> 作業内容: 自己満足と自己世界についての文章から、「これは、自己世界に誰が住んでいるかによるのだと思う。」から「人ぼっちという共通点だった。」に至るまでの部分をすべて、一字一句違えずに書き写してください。

すべての人間は自己満足のために行動している。

といったのはマーク・トウェインだったと思うが、マザー・テレサでもトランプ大統領でも、自己満足のために行動してる点では変わらない。

 

でも自己満足の中身は人によって大きく違う。我が身の欲求が満たされれば満足という人もいれば、手助けした他人の笑顔をみると満足するという人もいる。

 

これは、自己世界に誰が住んでいるかによるのだと思う。

愛犬家はたとえ絶景の露天風呂に入って、ご馳走食べながらビールをのんでいても、愛犬が病院で苦しんでいては満足できないだろう。それは自己世界に自分以外に愛犬もいるからだ。マザー・テレサの自己世界には恵まれないたくさんの子どもたちが、多くの人には自己と一部の大切な人だけが、犯罪を侵す人には自己の欲望だけが住んでいる。

他人はコントロールできない。ペットもいつ病気になるか分からない。だから手っ取り早く自己満足するには自己世界から自分以外を追い出すことだ。自己の欲求を満たすだけなら現代日本ではたやすいことだ。そういう風潮も、それを肯定する言説も最近の大流行りのようだ。ただ、自己世界が他人に占拠されている人もいる。そういう時にはそれはとても有用なアドバイスだ。でも回復したら自己と他者の境界をはっきりさせつつ、自己世界を充実させたほうが、そしてそういう人が増えた方が、この世界は優しくなるのではないかと思う。

 

とはいえ、わたしと夫をむすびつけたのは、お互い絶望的なまでに自己世界で一人ぼっちという共通点だった。

> データ:
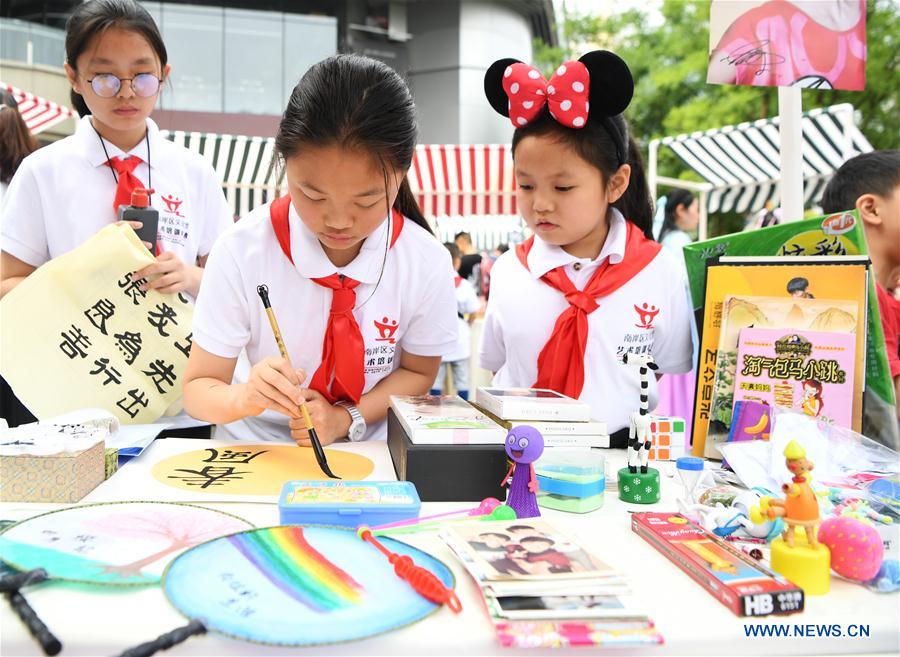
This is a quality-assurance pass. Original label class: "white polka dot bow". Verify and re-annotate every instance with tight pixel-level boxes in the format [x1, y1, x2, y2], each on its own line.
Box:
[503, 60, 590, 128]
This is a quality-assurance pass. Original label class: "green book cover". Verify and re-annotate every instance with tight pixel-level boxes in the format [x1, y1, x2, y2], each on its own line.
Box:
[684, 210, 896, 406]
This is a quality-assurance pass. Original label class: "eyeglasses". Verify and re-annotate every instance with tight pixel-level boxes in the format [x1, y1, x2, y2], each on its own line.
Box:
[88, 73, 162, 98]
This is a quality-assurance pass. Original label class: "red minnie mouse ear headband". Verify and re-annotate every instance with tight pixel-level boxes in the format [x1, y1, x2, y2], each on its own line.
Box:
[484, 50, 634, 165]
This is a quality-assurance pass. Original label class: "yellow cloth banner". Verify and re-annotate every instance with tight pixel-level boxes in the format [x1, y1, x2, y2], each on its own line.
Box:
[0, 224, 193, 424]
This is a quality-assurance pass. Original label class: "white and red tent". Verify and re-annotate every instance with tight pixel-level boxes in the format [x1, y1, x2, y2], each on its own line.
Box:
[163, 131, 522, 249]
[0, 82, 78, 135]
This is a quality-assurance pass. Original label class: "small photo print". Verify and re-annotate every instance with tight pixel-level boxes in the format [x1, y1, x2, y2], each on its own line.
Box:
[451, 519, 614, 579]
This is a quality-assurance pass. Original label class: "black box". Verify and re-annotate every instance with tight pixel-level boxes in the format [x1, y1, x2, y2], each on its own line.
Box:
[387, 408, 509, 502]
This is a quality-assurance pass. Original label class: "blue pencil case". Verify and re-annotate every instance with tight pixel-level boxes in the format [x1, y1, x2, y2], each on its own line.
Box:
[278, 480, 422, 528]
[537, 475, 606, 498]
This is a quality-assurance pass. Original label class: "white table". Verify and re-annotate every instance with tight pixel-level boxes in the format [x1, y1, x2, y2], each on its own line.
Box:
[0, 447, 900, 657]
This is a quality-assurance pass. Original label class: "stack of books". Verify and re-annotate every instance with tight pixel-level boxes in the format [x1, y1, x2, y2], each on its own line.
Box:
[684, 211, 897, 458]
[442, 518, 662, 648]
[391, 395, 507, 445]
[475, 387, 609, 447]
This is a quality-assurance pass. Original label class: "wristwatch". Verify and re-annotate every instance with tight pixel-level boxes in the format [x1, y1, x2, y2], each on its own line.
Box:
[334, 401, 366, 443]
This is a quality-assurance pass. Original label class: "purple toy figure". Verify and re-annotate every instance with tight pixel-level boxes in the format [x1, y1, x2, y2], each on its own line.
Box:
[500, 426, 544, 518]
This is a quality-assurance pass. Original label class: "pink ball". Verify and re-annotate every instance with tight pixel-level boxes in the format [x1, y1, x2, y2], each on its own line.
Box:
[819, 517, 884, 582]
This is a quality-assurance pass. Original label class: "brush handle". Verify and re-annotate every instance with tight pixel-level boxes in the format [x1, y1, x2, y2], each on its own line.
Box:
[119, 620, 206, 657]
[0, 568, 49, 593]
[4, 588, 62, 656]
[370, 509, 472, 532]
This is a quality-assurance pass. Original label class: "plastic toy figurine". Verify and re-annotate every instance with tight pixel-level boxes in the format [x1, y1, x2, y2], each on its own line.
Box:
[619, 353, 659, 504]
[751, 440, 819, 549]
[750, 440, 831, 595]
[622, 354, 659, 474]
[500, 425, 544, 518]
[678, 491, 779, 539]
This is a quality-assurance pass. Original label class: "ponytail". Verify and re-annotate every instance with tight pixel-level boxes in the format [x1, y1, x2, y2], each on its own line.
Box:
[394, 176, 434, 235]
[612, 133, 653, 240]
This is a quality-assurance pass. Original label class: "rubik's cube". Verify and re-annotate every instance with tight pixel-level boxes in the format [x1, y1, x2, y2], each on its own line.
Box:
[648, 415, 685, 461]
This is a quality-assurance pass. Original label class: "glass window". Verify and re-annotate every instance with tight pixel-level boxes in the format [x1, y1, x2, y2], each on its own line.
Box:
[278, 14, 337, 105]
[0, 18, 66, 67]
[157, 3, 224, 112]
[225, 9, 284, 114]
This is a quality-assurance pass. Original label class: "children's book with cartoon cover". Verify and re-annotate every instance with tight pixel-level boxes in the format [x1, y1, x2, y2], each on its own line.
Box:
[705, 294, 865, 458]
[692, 256, 871, 458]
[734, 328, 856, 427]
[684, 210, 897, 448]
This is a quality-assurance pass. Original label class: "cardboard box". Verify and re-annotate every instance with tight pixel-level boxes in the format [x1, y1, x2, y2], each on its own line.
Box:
[0, 440, 106, 502]
[631, 513, 804, 616]
[387, 409, 509, 502]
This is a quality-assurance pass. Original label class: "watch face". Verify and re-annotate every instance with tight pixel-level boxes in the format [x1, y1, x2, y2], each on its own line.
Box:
[347, 422, 366, 442]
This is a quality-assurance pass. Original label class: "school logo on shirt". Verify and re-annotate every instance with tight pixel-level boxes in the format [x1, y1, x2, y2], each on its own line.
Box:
[157, 194, 190, 246]
[374, 317, 397, 344]
[365, 317, 399, 376]
[634, 303, 659, 328]
[160, 194, 184, 217]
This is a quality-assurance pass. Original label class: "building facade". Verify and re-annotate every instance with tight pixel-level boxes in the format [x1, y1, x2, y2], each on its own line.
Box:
[0, 0, 556, 144]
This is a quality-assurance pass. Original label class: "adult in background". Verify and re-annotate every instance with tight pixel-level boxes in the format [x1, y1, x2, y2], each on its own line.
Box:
[453, 232, 483, 296]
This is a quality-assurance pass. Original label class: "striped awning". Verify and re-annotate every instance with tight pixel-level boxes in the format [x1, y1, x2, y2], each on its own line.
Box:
[409, 144, 517, 218]
[660, 104, 872, 213]
[0, 82, 78, 135]
[160, 130, 284, 218]
[162, 130, 516, 219]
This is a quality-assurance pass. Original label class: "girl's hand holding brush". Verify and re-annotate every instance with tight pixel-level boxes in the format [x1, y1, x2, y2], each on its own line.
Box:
[238, 356, 308, 418]
[288, 388, 351, 447]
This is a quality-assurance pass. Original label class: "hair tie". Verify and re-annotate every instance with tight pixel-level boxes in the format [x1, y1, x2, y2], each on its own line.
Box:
[653, 195, 669, 240]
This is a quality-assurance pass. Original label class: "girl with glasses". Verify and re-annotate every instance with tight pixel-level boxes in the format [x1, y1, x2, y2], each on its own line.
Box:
[0, 0, 232, 430]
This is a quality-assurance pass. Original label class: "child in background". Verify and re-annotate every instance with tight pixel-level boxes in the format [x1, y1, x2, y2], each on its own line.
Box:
[0, 88, 37, 206]
[822, 150, 900, 428]
[0, 0, 232, 430]
[184, 55, 457, 445]
[654, 189, 700, 435]
[480, 51, 691, 447]
[431, 242, 481, 399]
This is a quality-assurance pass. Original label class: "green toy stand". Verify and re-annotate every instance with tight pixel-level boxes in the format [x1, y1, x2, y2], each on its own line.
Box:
[619, 467, 659, 504]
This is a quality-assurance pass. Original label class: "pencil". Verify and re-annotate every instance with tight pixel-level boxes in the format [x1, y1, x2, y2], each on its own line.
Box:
[256, 285, 340, 479]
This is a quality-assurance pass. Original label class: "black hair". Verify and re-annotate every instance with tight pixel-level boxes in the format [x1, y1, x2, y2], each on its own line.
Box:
[0, 88, 37, 183]
[519, 536, 554, 545]
[275, 55, 433, 234]
[657, 189, 694, 242]
[512, 115, 653, 239]
[66, 0, 169, 116]
[822, 150, 900, 214]
[484, 50, 653, 239]
[444, 242, 462, 260]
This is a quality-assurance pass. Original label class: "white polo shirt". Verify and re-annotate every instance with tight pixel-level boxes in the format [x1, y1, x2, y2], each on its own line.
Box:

> 作業結果:
これは、自己世界に誰が住んでいるかによるのだと思う。

愛犬家はたとえ絶景の露天風呂に入って、ご馳走食べながらビールをのんでいても、愛犬が病院で苦しんでいては満足できないだろう。それは自己世界に自分以外に愛犬もいるからだ。マザー・テレサの自己世界には恵まれないたくさんの子どもたちが、多くの人には自己と一部の大切な人だけが、犯罪を侵す人には自己の欲望だけが住んでいる。

他人はコントロールできない。ペットもいつ病気になるか分からない。だから手っ取り早く自己満足するには自己世界から自分以外を追い出すことだ。自己の欲求を満たすだけなら現代日本ではたやすいことだ。そういう風潮も、それを肯定する言説も最近の大流行りのようだ。ただ、自己世界が他人に占拠されている人もいる。そういう時にはそれはとても有用なアドバイスだ。でも回復したら自己と他者の境界をはっきりさせつつ、自己世界を充実させたほうが、そしてそういう人が増えた方が、この世界は優しくなるのではないかと思う。

 

とはいえ、わたしと夫をむすびつけたのは、お互い絶望的なまでに自己世界で一人ぼっちという共通点だった。